YOUR INSTRUCTIONS - Only the lines below starting at the one containing "FIND: metal fence post" and ending at the one containing "FIND: brown horse" belong in the answer, each copied exactly.
....................
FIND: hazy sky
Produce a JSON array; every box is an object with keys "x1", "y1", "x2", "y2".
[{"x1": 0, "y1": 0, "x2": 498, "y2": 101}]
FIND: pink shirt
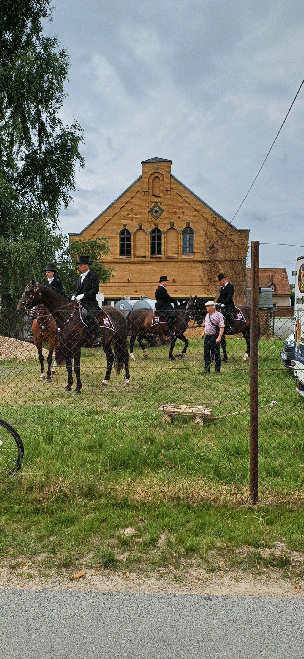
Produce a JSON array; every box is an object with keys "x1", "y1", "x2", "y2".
[{"x1": 204, "y1": 310, "x2": 225, "y2": 335}]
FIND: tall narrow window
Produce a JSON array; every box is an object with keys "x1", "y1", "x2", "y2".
[
  {"x1": 120, "y1": 228, "x2": 131, "y2": 256},
  {"x1": 152, "y1": 176, "x2": 160, "y2": 196},
  {"x1": 182, "y1": 226, "x2": 194, "y2": 254},
  {"x1": 150, "y1": 227, "x2": 162, "y2": 255}
]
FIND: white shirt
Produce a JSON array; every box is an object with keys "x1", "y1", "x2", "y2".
[{"x1": 80, "y1": 270, "x2": 90, "y2": 283}]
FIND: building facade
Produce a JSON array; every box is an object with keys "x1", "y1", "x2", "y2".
[{"x1": 69, "y1": 158, "x2": 249, "y2": 303}]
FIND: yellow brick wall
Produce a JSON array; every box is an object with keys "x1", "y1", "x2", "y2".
[{"x1": 70, "y1": 159, "x2": 249, "y2": 303}]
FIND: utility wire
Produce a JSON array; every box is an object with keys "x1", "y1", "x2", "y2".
[
  {"x1": 210, "y1": 80, "x2": 304, "y2": 248},
  {"x1": 231, "y1": 79, "x2": 304, "y2": 223}
]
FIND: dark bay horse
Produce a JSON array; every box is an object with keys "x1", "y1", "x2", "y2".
[
  {"x1": 17, "y1": 282, "x2": 130, "y2": 394},
  {"x1": 187, "y1": 296, "x2": 257, "y2": 360},
  {"x1": 30, "y1": 305, "x2": 58, "y2": 381},
  {"x1": 128, "y1": 305, "x2": 190, "y2": 360}
]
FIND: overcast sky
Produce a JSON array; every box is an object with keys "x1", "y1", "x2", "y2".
[{"x1": 46, "y1": 0, "x2": 304, "y2": 280}]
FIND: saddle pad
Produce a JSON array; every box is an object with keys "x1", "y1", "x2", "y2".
[
  {"x1": 152, "y1": 312, "x2": 166, "y2": 326},
  {"x1": 99, "y1": 311, "x2": 115, "y2": 331},
  {"x1": 236, "y1": 309, "x2": 246, "y2": 323}
]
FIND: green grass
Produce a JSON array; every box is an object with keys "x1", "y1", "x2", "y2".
[{"x1": 0, "y1": 335, "x2": 303, "y2": 579}]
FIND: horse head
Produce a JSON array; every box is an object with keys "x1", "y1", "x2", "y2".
[
  {"x1": 17, "y1": 281, "x2": 43, "y2": 314},
  {"x1": 186, "y1": 295, "x2": 206, "y2": 326}
]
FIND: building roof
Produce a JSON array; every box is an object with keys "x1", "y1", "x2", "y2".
[{"x1": 246, "y1": 268, "x2": 291, "y2": 295}]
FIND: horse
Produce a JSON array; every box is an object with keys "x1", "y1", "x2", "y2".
[
  {"x1": 30, "y1": 305, "x2": 59, "y2": 381},
  {"x1": 17, "y1": 282, "x2": 130, "y2": 394},
  {"x1": 187, "y1": 296, "x2": 256, "y2": 361},
  {"x1": 128, "y1": 304, "x2": 190, "y2": 361}
]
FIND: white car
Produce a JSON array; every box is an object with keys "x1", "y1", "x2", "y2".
[{"x1": 280, "y1": 333, "x2": 295, "y2": 368}]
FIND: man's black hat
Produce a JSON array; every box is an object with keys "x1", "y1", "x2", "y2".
[
  {"x1": 159, "y1": 275, "x2": 168, "y2": 282},
  {"x1": 77, "y1": 255, "x2": 91, "y2": 265},
  {"x1": 218, "y1": 273, "x2": 226, "y2": 281},
  {"x1": 45, "y1": 263, "x2": 56, "y2": 272}
]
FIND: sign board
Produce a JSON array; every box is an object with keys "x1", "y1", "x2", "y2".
[{"x1": 259, "y1": 287, "x2": 273, "y2": 308}]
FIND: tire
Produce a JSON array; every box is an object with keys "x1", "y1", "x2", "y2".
[{"x1": 0, "y1": 419, "x2": 24, "y2": 476}]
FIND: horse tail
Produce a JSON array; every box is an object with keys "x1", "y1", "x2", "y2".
[{"x1": 113, "y1": 335, "x2": 129, "y2": 375}]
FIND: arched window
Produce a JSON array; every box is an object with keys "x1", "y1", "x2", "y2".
[
  {"x1": 150, "y1": 227, "x2": 162, "y2": 256},
  {"x1": 120, "y1": 228, "x2": 131, "y2": 256},
  {"x1": 152, "y1": 176, "x2": 161, "y2": 196},
  {"x1": 182, "y1": 226, "x2": 194, "y2": 254}
]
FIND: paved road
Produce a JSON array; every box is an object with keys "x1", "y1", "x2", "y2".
[{"x1": 1, "y1": 590, "x2": 304, "y2": 658}]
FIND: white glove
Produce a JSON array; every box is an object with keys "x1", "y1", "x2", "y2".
[
  {"x1": 76, "y1": 294, "x2": 84, "y2": 301},
  {"x1": 71, "y1": 295, "x2": 75, "y2": 300},
  {"x1": 220, "y1": 304, "x2": 225, "y2": 308}
]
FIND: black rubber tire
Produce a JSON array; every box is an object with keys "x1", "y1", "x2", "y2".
[{"x1": 0, "y1": 419, "x2": 24, "y2": 475}]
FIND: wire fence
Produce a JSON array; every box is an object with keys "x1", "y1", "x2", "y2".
[{"x1": 0, "y1": 295, "x2": 301, "y2": 503}]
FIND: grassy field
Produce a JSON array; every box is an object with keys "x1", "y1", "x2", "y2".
[{"x1": 0, "y1": 333, "x2": 303, "y2": 582}]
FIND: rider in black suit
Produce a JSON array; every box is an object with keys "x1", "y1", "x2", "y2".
[
  {"x1": 44, "y1": 264, "x2": 64, "y2": 295},
  {"x1": 217, "y1": 273, "x2": 235, "y2": 334},
  {"x1": 72, "y1": 255, "x2": 102, "y2": 345},
  {"x1": 155, "y1": 275, "x2": 178, "y2": 337}
]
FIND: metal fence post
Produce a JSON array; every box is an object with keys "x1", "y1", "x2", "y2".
[{"x1": 250, "y1": 241, "x2": 259, "y2": 504}]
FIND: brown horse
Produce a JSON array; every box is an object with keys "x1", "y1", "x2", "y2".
[
  {"x1": 17, "y1": 282, "x2": 130, "y2": 394},
  {"x1": 187, "y1": 296, "x2": 257, "y2": 360},
  {"x1": 128, "y1": 305, "x2": 190, "y2": 360},
  {"x1": 30, "y1": 305, "x2": 58, "y2": 381}
]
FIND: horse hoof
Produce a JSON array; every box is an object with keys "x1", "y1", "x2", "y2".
[
  {"x1": 51, "y1": 368, "x2": 57, "y2": 374},
  {"x1": 40, "y1": 374, "x2": 45, "y2": 380},
  {"x1": 44, "y1": 377, "x2": 51, "y2": 383},
  {"x1": 102, "y1": 380, "x2": 109, "y2": 387},
  {"x1": 72, "y1": 389, "x2": 81, "y2": 395},
  {"x1": 65, "y1": 385, "x2": 72, "y2": 392},
  {"x1": 178, "y1": 353, "x2": 185, "y2": 359},
  {"x1": 124, "y1": 379, "x2": 130, "y2": 386},
  {"x1": 223, "y1": 358, "x2": 228, "y2": 363},
  {"x1": 130, "y1": 353, "x2": 135, "y2": 361},
  {"x1": 243, "y1": 353, "x2": 249, "y2": 361}
]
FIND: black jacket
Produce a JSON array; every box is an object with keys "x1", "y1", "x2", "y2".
[
  {"x1": 44, "y1": 278, "x2": 63, "y2": 295},
  {"x1": 155, "y1": 285, "x2": 177, "y2": 311},
  {"x1": 74, "y1": 270, "x2": 100, "y2": 310},
  {"x1": 217, "y1": 282, "x2": 235, "y2": 311}
]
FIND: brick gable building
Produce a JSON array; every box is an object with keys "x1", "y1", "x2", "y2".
[{"x1": 69, "y1": 158, "x2": 249, "y2": 303}]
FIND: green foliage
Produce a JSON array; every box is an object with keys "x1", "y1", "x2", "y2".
[{"x1": 0, "y1": 0, "x2": 85, "y2": 303}]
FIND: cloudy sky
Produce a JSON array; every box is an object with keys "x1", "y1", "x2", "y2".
[{"x1": 46, "y1": 0, "x2": 304, "y2": 280}]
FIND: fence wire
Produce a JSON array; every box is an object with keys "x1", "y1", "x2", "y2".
[{"x1": 0, "y1": 305, "x2": 302, "y2": 499}]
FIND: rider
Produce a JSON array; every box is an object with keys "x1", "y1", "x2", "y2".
[
  {"x1": 217, "y1": 273, "x2": 235, "y2": 334},
  {"x1": 44, "y1": 264, "x2": 64, "y2": 294},
  {"x1": 71, "y1": 255, "x2": 103, "y2": 347},
  {"x1": 155, "y1": 275, "x2": 178, "y2": 338}
]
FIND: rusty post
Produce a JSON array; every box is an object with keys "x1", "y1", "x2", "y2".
[{"x1": 250, "y1": 241, "x2": 259, "y2": 504}]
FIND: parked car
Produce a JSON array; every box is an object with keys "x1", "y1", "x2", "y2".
[{"x1": 280, "y1": 332, "x2": 295, "y2": 368}]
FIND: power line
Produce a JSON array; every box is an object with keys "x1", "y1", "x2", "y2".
[
  {"x1": 230, "y1": 79, "x2": 304, "y2": 223},
  {"x1": 210, "y1": 80, "x2": 304, "y2": 249}
]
....................
ANSWER SPACE -
FIND: metal fence post
Produce a JSON array; every box is an object with keys "x1", "y1", "x2", "y2".
[{"x1": 250, "y1": 241, "x2": 259, "y2": 504}]
FIND: brown horse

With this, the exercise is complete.